## WRITTEN TASK
Copy out the items from the line containing "face shown above." through the end, with every "Target" changed to "Label" and nothing else altered.

## RECORDS SUPPLIED
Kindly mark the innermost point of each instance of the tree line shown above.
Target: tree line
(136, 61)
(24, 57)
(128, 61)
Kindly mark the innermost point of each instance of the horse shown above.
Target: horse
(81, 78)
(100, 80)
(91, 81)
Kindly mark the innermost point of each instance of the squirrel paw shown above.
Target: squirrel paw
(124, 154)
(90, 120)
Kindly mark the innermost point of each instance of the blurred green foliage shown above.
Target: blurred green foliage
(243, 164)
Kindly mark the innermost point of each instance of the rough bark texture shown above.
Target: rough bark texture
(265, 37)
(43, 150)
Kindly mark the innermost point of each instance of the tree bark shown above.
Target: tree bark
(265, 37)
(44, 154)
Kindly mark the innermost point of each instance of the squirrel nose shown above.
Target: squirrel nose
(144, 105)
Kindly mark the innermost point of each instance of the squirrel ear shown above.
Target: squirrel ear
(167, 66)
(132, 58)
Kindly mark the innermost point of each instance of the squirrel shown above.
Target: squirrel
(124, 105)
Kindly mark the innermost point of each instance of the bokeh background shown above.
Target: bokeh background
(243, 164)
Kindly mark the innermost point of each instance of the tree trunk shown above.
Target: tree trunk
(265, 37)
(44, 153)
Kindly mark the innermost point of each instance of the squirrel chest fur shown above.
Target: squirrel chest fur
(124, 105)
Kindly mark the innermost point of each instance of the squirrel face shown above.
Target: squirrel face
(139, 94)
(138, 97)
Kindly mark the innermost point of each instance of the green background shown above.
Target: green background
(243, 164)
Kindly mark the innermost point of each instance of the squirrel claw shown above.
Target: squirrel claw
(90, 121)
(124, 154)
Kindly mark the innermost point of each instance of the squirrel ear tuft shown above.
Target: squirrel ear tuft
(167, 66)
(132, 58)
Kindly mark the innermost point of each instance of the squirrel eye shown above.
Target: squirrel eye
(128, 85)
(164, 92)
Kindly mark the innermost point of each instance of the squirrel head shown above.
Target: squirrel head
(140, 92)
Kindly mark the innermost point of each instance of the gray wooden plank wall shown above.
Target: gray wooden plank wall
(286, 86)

## EXERCISE RESULT
Kindly mark the innermost point of each instance of the squirrel face shown above.
Label: squirrel face
(139, 94)
(138, 97)
Kindly mark the innermost point of each instance of the green background shown above.
Label: green background
(243, 164)
Kindly mark the innermost point of each instance of the squirrel claw shown above.
Label: squirrel claw
(90, 121)
(124, 154)
Kindly mark the innermost point of each instance of the squirrel ear tuft shown above.
Label: squirrel ear tuft
(167, 66)
(132, 58)
Kindly mark the innermost point of each instance of the squirrel eye shown above.
Label: squirrel eye
(128, 85)
(164, 92)
Kindly mark the innermost point of each instance of the squirrel head shown above.
Label: squirrel head
(140, 92)
Kindly mark the innermost point of each instance of the gray wooden plank wall shown above.
Label: gray wooden plank wall
(286, 86)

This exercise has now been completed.